EXERCISE DETAILS »
Rewrite the lines from the line with "Would you kindly mark the horse ear" through the end of the lines, substituting "pony" for "horse" and leaving everything else unchanged.

SOURCE MATERIAL »
- - - - -

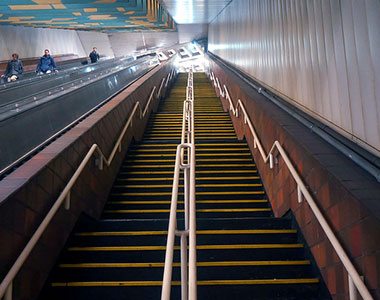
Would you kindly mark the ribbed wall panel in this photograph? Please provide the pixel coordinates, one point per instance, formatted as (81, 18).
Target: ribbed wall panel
(322, 55)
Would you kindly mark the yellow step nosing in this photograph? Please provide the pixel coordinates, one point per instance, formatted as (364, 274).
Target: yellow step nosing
(177, 283)
(211, 210)
(259, 281)
(199, 264)
(199, 247)
(198, 172)
(181, 185)
(198, 232)
(198, 178)
(163, 202)
(197, 193)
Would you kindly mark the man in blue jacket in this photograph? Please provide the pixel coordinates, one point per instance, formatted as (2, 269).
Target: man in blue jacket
(94, 55)
(14, 69)
(46, 64)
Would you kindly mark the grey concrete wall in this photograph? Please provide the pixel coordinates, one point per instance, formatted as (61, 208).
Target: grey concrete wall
(31, 42)
(321, 55)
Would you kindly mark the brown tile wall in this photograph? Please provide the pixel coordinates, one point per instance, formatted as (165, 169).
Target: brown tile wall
(27, 194)
(347, 196)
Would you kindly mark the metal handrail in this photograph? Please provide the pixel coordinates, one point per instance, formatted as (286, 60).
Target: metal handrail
(64, 197)
(355, 280)
(185, 160)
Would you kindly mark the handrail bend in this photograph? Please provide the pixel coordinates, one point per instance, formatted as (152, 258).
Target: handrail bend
(185, 160)
(355, 281)
(64, 198)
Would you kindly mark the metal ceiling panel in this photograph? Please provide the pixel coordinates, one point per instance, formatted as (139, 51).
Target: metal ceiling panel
(98, 15)
(194, 11)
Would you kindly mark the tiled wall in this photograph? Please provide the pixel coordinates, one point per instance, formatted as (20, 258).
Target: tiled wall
(348, 197)
(27, 194)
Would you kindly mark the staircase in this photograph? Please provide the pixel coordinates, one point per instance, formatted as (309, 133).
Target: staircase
(242, 250)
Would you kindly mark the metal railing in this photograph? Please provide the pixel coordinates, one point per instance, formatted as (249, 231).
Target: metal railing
(185, 161)
(355, 281)
(64, 197)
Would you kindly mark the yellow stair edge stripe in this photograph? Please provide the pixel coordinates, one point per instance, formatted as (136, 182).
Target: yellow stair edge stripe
(199, 264)
(197, 178)
(200, 232)
(199, 247)
(259, 281)
(198, 193)
(197, 160)
(177, 283)
(200, 145)
(181, 202)
(147, 211)
(181, 185)
(198, 172)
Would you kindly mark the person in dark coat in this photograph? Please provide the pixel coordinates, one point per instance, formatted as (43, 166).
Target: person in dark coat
(94, 55)
(14, 69)
(46, 64)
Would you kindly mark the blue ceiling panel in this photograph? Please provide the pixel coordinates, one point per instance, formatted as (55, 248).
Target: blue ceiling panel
(97, 15)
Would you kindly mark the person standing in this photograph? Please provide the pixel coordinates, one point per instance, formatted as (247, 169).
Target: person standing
(14, 69)
(94, 55)
(46, 63)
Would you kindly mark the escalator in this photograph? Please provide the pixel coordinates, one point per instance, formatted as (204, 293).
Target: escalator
(242, 250)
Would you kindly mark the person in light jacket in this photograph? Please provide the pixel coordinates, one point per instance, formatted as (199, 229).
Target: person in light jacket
(94, 55)
(14, 69)
(46, 64)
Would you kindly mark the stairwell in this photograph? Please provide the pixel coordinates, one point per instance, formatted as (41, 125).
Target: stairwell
(242, 250)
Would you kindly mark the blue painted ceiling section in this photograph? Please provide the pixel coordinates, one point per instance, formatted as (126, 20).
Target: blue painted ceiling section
(96, 15)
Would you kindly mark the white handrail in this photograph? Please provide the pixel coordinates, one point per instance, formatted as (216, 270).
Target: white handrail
(185, 160)
(354, 277)
(64, 197)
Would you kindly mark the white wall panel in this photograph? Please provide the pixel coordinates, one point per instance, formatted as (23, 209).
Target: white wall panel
(125, 43)
(322, 55)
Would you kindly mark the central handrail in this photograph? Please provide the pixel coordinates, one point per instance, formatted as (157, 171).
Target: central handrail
(355, 281)
(64, 197)
(185, 160)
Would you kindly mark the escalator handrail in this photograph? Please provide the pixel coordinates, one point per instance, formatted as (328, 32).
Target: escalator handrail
(354, 278)
(64, 197)
(188, 234)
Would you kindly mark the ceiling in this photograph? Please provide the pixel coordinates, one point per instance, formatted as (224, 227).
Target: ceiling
(110, 15)
(194, 11)
(97, 15)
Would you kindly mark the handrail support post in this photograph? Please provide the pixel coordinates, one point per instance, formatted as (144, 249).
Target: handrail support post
(299, 194)
(68, 200)
(9, 292)
(271, 160)
(99, 162)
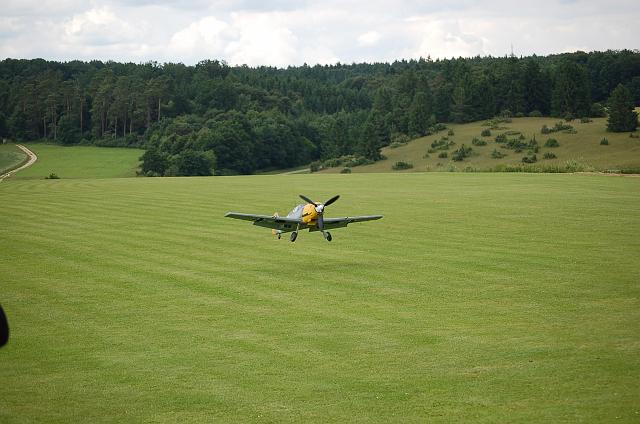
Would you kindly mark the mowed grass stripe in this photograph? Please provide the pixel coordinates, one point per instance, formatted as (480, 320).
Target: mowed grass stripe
(478, 297)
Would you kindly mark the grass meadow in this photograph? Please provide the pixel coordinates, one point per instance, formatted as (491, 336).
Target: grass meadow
(478, 298)
(81, 162)
(623, 152)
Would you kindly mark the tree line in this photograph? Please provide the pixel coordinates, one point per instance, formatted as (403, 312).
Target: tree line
(192, 120)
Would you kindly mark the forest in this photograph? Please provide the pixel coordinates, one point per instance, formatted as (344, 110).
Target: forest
(214, 118)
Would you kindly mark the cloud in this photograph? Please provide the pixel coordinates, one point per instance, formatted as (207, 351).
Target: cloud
(100, 26)
(369, 38)
(287, 32)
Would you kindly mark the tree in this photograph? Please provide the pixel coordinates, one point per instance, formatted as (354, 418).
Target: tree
(420, 114)
(622, 117)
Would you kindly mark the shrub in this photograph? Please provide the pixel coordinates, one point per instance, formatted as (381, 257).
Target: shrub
(551, 142)
(497, 154)
(400, 165)
(461, 153)
(597, 111)
(506, 114)
(442, 144)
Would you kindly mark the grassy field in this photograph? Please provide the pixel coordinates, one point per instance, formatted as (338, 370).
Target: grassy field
(622, 152)
(478, 298)
(10, 157)
(81, 162)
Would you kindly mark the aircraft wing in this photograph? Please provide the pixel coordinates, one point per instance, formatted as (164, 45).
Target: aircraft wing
(330, 223)
(281, 223)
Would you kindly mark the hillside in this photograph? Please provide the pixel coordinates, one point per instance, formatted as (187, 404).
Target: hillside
(81, 162)
(622, 152)
(10, 157)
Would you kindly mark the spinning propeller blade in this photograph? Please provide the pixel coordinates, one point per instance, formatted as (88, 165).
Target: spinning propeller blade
(333, 199)
(306, 199)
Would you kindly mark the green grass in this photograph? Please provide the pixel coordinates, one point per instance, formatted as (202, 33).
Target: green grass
(584, 147)
(81, 162)
(478, 298)
(10, 157)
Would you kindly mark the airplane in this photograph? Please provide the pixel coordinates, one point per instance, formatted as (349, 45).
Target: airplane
(309, 215)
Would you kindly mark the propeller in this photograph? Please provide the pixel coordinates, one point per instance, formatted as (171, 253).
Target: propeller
(320, 208)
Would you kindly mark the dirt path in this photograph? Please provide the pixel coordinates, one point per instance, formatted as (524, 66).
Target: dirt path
(32, 158)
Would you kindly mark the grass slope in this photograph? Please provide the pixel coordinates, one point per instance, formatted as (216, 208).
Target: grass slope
(10, 157)
(478, 298)
(81, 162)
(622, 151)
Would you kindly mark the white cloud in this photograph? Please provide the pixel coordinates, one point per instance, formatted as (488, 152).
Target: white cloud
(369, 38)
(287, 32)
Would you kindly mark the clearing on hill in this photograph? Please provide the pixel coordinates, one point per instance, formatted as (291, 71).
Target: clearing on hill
(521, 140)
(81, 162)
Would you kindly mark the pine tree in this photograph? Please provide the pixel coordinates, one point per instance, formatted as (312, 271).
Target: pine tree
(419, 114)
(621, 114)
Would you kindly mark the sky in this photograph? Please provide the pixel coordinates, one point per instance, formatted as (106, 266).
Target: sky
(289, 32)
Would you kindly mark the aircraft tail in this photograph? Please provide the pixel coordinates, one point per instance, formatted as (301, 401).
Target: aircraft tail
(274, 231)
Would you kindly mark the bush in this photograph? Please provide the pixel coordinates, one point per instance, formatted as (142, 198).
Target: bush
(442, 144)
(559, 126)
(461, 153)
(597, 111)
(506, 114)
(497, 154)
(400, 165)
(551, 142)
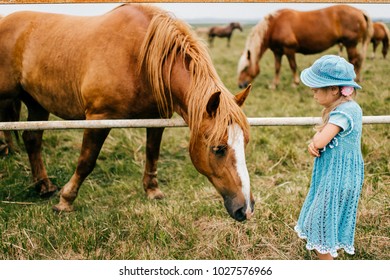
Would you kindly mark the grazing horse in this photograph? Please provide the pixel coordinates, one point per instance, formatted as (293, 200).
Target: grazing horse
(223, 32)
(287, 32)
(381, 34)
(135, 61)
(9, 112)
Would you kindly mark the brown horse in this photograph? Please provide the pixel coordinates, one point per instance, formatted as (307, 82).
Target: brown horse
(287, 32)
(133, 62)
(223, 32)
(381, 34)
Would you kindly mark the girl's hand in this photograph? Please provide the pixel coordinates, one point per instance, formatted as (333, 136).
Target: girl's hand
(313, 151)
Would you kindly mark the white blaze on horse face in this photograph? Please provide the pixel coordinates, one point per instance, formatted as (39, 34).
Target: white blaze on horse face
(236, 143)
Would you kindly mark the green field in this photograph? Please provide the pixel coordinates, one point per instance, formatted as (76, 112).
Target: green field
(114, 220)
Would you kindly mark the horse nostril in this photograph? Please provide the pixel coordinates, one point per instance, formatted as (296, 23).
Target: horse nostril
(243, 85)
(240, 214)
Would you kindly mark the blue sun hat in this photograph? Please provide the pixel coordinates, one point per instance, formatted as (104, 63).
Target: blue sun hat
(330, 70)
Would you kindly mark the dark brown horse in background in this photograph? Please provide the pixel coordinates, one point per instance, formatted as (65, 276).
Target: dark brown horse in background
(381, 35)
(133, 62)
(223, 32)
(287, 32)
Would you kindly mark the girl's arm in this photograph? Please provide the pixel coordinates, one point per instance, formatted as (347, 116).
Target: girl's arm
(322, 138)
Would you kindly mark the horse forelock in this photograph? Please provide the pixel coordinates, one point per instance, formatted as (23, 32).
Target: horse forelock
(168, 37)
(204, 83)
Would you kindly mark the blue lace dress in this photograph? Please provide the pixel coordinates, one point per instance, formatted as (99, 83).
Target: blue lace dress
(328, 216)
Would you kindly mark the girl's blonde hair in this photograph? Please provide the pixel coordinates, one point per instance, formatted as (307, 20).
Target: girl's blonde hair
(326, 111)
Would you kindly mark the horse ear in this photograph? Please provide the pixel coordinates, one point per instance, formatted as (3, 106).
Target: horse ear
(213, 104)
(241, 96)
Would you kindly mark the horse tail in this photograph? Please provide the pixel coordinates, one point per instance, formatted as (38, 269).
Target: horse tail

- - - - -

RIGHT ANSWER »
Would you kindly mark the pony ear in this photograph? Please provide the pixel coordinates, one point per instance, formatted as (3, 106).
Target: pony ear
(213, 104)
(241, 96)
Would you kindly mark the pony tail in this photograph? Please provide the pixel coordinates, one point per instance, formatted as (38, 269).
Target: pony tail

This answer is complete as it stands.